- _Written exercise_
Locate and copy each line in the records below that contains the string "Where". The match is case-sensitive.

- _Data shown_
= = = =
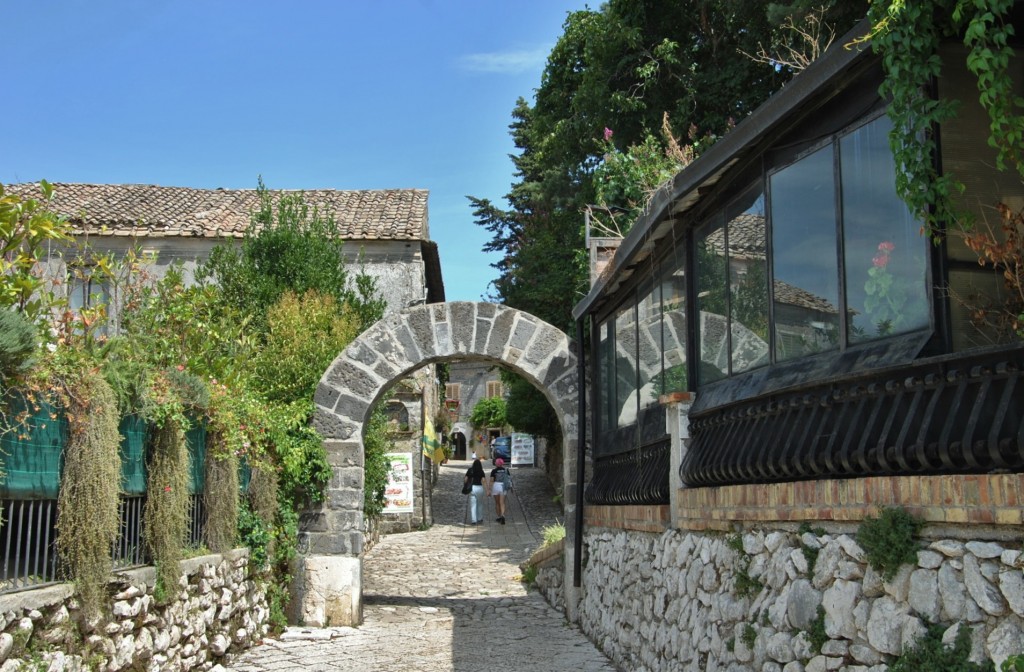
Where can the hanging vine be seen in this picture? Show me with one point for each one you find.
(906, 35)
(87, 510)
= = = =
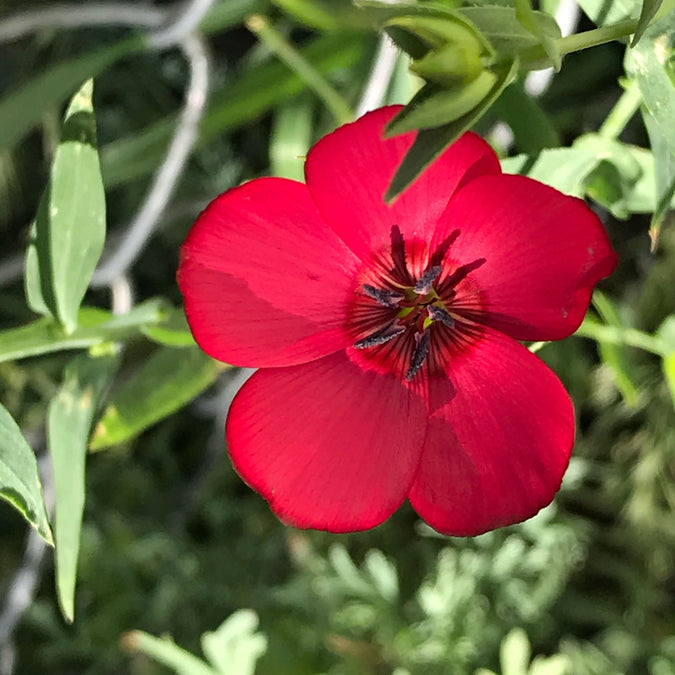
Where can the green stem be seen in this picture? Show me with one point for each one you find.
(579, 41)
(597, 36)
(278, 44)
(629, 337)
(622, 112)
= = = =
- _Result of the exercise_
Where can the hanging vine be seen in this picture? Show me with one point for each one you find.
Where can the green stem be seen in this picture? Show me with one point for each one you find.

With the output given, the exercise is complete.